Saved data entries
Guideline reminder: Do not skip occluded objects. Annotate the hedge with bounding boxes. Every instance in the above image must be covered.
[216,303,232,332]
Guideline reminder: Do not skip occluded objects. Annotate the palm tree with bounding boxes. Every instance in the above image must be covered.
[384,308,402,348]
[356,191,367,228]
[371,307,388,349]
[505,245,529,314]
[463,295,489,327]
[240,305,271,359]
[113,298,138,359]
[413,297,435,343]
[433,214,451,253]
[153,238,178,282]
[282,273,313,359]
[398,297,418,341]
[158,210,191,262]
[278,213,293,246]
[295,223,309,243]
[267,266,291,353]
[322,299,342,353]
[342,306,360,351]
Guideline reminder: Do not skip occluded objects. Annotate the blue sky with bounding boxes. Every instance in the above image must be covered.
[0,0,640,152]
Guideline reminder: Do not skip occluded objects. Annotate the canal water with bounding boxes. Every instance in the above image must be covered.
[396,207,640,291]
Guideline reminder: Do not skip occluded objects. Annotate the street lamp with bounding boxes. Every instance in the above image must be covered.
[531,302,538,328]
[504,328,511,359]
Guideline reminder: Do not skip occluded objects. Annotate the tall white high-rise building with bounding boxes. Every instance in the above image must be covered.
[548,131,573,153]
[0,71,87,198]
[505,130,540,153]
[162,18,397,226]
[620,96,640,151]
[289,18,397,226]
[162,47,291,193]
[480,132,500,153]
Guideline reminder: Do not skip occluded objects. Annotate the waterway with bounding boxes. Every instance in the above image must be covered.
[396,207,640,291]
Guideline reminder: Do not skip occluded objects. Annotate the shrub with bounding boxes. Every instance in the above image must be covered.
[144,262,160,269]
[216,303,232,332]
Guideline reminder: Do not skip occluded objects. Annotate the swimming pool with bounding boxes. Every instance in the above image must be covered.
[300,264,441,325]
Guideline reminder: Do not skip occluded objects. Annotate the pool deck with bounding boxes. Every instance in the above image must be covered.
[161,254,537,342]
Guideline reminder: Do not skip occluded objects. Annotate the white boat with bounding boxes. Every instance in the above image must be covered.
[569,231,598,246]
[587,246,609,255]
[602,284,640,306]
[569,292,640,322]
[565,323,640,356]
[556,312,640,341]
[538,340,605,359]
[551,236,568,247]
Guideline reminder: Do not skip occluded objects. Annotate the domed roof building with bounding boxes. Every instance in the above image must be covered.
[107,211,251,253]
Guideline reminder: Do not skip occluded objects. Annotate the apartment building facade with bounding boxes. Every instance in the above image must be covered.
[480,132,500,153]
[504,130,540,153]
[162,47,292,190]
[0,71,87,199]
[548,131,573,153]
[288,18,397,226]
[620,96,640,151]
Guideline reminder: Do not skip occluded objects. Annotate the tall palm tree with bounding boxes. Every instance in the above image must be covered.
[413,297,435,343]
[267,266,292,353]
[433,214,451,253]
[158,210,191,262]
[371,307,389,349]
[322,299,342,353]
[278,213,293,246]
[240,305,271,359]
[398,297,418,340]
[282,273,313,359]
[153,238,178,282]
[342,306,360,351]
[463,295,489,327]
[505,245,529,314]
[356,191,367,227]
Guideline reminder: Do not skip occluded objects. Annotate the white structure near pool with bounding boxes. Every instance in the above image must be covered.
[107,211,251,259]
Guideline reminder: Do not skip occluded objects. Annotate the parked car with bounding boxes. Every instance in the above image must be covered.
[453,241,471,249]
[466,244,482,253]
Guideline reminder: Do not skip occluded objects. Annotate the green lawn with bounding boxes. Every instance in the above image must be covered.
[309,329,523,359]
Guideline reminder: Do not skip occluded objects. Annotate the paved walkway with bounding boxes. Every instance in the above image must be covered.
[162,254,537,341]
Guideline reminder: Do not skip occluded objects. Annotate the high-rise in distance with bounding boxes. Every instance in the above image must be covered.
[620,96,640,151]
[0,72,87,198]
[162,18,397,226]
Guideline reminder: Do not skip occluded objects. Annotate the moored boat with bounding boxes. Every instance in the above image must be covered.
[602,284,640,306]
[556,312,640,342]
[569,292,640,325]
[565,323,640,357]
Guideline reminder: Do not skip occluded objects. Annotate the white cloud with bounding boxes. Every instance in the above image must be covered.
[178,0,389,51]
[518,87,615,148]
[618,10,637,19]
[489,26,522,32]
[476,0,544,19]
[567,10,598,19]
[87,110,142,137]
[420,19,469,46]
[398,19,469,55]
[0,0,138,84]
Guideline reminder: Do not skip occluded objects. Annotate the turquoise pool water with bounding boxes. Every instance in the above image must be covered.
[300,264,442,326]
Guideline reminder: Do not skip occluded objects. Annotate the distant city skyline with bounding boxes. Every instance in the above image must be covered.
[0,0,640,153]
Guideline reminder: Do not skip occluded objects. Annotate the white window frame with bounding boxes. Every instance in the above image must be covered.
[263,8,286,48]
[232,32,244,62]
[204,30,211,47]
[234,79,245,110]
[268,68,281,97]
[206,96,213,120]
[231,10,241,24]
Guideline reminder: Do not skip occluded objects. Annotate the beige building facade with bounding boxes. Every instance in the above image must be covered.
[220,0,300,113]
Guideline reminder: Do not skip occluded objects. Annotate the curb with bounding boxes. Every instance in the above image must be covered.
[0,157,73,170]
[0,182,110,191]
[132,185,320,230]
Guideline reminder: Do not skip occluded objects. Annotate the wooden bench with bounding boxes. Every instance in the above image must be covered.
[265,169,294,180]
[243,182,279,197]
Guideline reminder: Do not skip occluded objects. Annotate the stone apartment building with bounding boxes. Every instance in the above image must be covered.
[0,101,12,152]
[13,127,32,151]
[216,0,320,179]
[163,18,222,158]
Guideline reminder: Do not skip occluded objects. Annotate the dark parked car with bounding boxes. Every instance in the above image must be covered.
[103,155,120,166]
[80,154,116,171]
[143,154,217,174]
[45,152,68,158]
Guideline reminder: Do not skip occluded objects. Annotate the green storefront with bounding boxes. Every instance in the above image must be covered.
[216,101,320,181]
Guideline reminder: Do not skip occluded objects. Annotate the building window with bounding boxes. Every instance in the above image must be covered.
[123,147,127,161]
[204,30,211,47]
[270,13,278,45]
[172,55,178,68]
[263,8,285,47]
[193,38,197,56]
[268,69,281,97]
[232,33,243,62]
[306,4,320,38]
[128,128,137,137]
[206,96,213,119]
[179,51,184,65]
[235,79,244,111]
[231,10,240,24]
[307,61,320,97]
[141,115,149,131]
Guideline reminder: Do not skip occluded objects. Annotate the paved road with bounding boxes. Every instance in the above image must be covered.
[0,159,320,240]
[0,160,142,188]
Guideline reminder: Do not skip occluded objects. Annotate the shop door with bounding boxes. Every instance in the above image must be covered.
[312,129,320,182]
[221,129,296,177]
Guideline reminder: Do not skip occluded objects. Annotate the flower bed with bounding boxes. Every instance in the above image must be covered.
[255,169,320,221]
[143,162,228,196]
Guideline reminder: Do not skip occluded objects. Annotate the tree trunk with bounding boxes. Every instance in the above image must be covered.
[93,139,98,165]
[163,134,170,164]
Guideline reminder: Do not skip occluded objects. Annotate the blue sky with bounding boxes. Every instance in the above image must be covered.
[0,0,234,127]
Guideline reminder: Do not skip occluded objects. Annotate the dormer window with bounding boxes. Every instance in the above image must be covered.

Given exercise
Format every line of the items above as a JSON list of strings, one string per line, leaving out any blank lines.

Result of the exercise
[
  "Guideline reminder: Do not skip occluded objects. Annotate the hedge with bounding boxes. Every instance in the above image must be covered.",
  "[216,303,232,332]",
  "Guideline reminder: Do not skip occluded objects. Annotate the palm tree with bounding boxes. Every instance in the above image must be covered.",
  "[384,308,402,348]",
  "[356,191,367,228]",
  "[371,307,388,349]",
  "[505,245,529,314]",
  "[463,295,489,327]",
  "[240,305,271,359]",
  "[113,298,138,359]",
  "[413,297,435,343]",
  "[433,214,451,253]",
  "[153,238,178,282]",
  "[282,273,313,359]",
  "[398,297,418,341]",
  "[158,210,191,262]",
  "[278,213,293,246]",
  "[295,223,309,243]",
  "[267,266,291,353]",
  "[322,299,342,353]",
  "[342,306,360,351]",
  "Guideline reminder: Do not skip occluded objects. Annotate the blue sky with bounding boxes. Every instance in the above image must be covered.",
  "[0,0,640,152]",
  "Guideline reminder: Do not skip occluded objects. Annotate the canal water with bounding boxes. Every instance in the above image must be covered.",
  "[396,207,640,291]",
  "Guideline reminder: Do not skip occluded objects. Annotate the street lamp with bounding boxes. Every instance in the above image must be covered.",
  "[531,302,538,328]",
  "[504,328,511,359]",
  "Guideline reminder: Do not skip occluded objects. Annotate the tall white high-rise building with bounding boxes. Every instance in the above image must be covered.",
  "[548,131,573,153]",
  "[0,71,87,198]",
  "[505,130,540,153]",
  "[162,18,397,226]",
  "[620,96,640,151]",
  "[289,18,397,226]",
  "[162,47,291,193]",
  "[480,132,500,153]",
  "Guideline reminder: Do not skip occluded objects. Annotate the waterway with bounding boxes. Every instance in the above image must be covered.",
  "[396,207,640,291]",
  "Guideline reminder: Do not skip occluded objects. Annotate the shrub with bounding boxes. Every instance in the above image must be covered.",
  "[144,262,160,269]",
  "[216,303,232,332]",
  "Guideline reminder: Do not skip occluded objects. Annotate the swimming pool with bounding boxes. Every instance in the above image must be covered.",
  "[300,264,441,325]",
  "Guideline reminder: Do not skip occluded objects. Annotate the pool deck with bounding boxes. Every instance in the above image must be covered.",
  "[161,254,537,342]",
  "Guideline reminder: Do not skip occluded objects. Annotate the white boat with bounding boxes. Every instance in the above image must be covered.",
  "[569,231,598,246]",
  "[587,246,609,255]",
  "[602,284,640,306]",
  "[569,292,640,322]",
  "[565,323,640,356]",
  "[556,312,640,341]",
  "[538,340,605,359]",
  "[551,236,568,247]",
  "Guideline reminder: Do not skip occluded objects. Annotate the domed roof building with bounding boxes. Every instance in the above image must be covered.",
  "[107,211,251,253]",
  "Guideline reminder: Do not skip occluded objects. Annotate the apartment building facade with bounding boxes. Every instance in the above image must be covered.",
  "[480,132,500,153]",
  "[504,130,540,153]",
  "[162,47,292,190]",
  "[0,71,87,199]",
  "[548,131,573,153]",
  "[288,18,397,226]",
  "[620,96,640,151]",
  "Guideline reminder: Do not skip occluded objects. Annotate the tall palm tree with bounding boxes. Every instance in the above image must be covered.",
  "[413,297,435,343]",
  "[267,266,292,353]",
  "[433,214,451,253]",
  "[158,210,191,262]",
  "[371,307,389,349]",
  "[322,299,342,353]",
  "[278,213,293,246]",
  "[240,305,271,359]",
  "[398,297,418,340]",
  "[282,273,313,359]",
  "[153,238,178,282]",
  "[342,306,360,351]",
  "[463,295,489,327]",
  "[505,245,529,314]",
  "[356,191,367,227]",
  "Guideline reminder: Do not skip occluded objects. Annotate the white structure near pool with bounding boxes. Every instance in the above image must be covered.",
  "[107,211,251,259]",
  "Guideline reminder: Do not skip occluded objects. Annotate the parked car with bounding boxes. Every instance in the above image must be covered.",
  "[453,241,471,249]",
  "[466,244,482,253]",
  "Guideline reminder: Do not skip occluded objects. Annotate the green lawn with bounding boxes. Every instance in the above image must be covered.",
  "[309,329,523,359]",
  "Guideline reminder: Do not skip occluded objects. Annotate the paved walkway with bounding boxes. Every instance in the above image must be covered.",
  "[162,254,537,341]",
  "Guideline reminder: Do not skip occluded objects. Annotate the high-rise in distance with bounding boxes. Every instance in the above image must be covered.",
  "[620,96,640,151]",
  "[0,72,87,198]",
  "[162,18,397,226]",
  "Guideline reminder: Do not skip occluded objects. Annotate the moored boat with bounding boxes. Every instance in the above image must be covered.",
  "[602,284,640,306]",
  "[556,312,640,342]",
  "[569,292,640,325]",
  "[565,323,640,357]",
  "Guideline reminder: Do not skip occluded objects. Annotate the white cloud with bounding boxes. Every instance in the above image must be covered.",
  "[178,0,389,51]",
  "[518,87,615,148]",
  "[618,10,637,19]",
  "[489,26,522,32]",
  "[476,0,544,19]",
  "[567,10,598,19]",
  "[87,110,142,137]",
  "[420,19,469,46]",
  "[398,19,469,55]",
  "[0,0,138,84]",
  "Guideline reminder: Do not skip occluded objects. Annotate the turquoise pool water with bounding boxes. Every instance in the above image must be covered.",
  "[300,264,442,326]",
  "Guideline reminder: Do not skip occluded objects. Annotate the distant city skyline with bounding boxes. Every instance in the above image must be covered.",
  "[0,0,640,153]",
  "Guideline reminder: Do not skip occluded objects. Annotate the white window frame with bounding boxes. Every instance in the above image must be covered.",
  "[263,8,286,48]",
  "[232,32,244,62]",
  "[204,30,211,47]",
  "[234,79,245,110]",
  "[268,68,281,97]",
  "[206,96,213,120]",
  "[231,10,241,24]",
  "Guideline reminder: Do not skip occluded objects. Annotate the beige building facade with bounding boxes. Every instance in the above image must be covered.",
  "[220,0,300,113]",
  "Guideline reminder: Do not skip occluded objects. Annotate the curb with bounding boxes. Every instance in the above image must be covered.",
  "[0,157,73,170]",
  "[0,182,110,191]",
  "[132,185,320,230]",
  "Guideline reminder: Do not skip occluded objects. Annotate the wooden bench with bounding boxes. Every instance in the above image must be covered.",
  "[265,169,294,180]",
  "[243,182,279,197]",
  "Guideline reminder: Do not skip occluded objects. Annotate the stone apartment building with bounding boxes. Every instance in the above image must be covered.",
  "[0,101,12,152]",
  "[13,127,32,151]",
  "[216,0,320,179]",
  "[163,18,222,158]",
  "Guideline reminder: Do not skip occluded objects. Annotate the dark parked car with bounding boxes. Every instance in the above image must be covered.",
  "[103,155,120,166]",
  "[80,154,116,171]",
  "[143,154,217,174]",
  "[45,152,68,158]",
  "Guideline reminder: Do not skip occluded objects. Annotate the green storefront with bounding boxes. Every instance in the above image must be covered.",
  "[216,101,320,181]",
  "Guideline reminder: Do not skip occluded objects. Annotate the building window with bounding boxes. Every instance in the above image must be covered.",
  "[123,147,127,161]",
  "[204,30,211,47]",
  "[270,13,278,45]",
  "[172,55,178,68]",
  "[263,8,285,47]",
  "[193,38,197,56]",
  "[268,69,281,97]",
  "[232,33,243,62]",
  "[306,4,320,38]",
  "[128,128,137,137]",
  "[206,96,213,119]",
  "[179,51,184,65]",
  "[235,79,244,111]",
  "[231,10,240,24]",
  "[307,61,320,97]",
  "[141,115,149,131]",
  "Guideline reminder: Do not skip occluded objects. Annotate the paved road with bounding boxes. Every instance in the above image must be covered.",
  "[0,159,320,240]",
  "[0,160,142,188]",
  "Guideline reminder: Do not skip occluded objects. Annotate the shop door with bounding boxes. Every instance in the above image must be covered.",
  "[312,129,320,182]",
  "[221,129,296,177]",
  "Guideline reminder: Do not skip occluded objects. Annotate the flower bed with bounding boxes. Every instance in the above image must be covered.",
  "[255,169,320,221]",
  "[143,162,228,196]",
  "Guideline reminder: Do not skip occluded objects. Annotate the tree trunk with bounding boxes. Every instance in the above image must be covered.",
  "[93,139,98,165]",
  "[163,134,170,164]",
  "Guideline reminder: Do not skip occluded objects. Annotate the blue sky with bounding boxes. Every instance in the above image must be covered.",
  "[0,0,234,127]",
  "Guideline reminder: Do not skip occluded objects. Annotate the dormer window with bounding boxes. Every instance in the above image must be covered."
]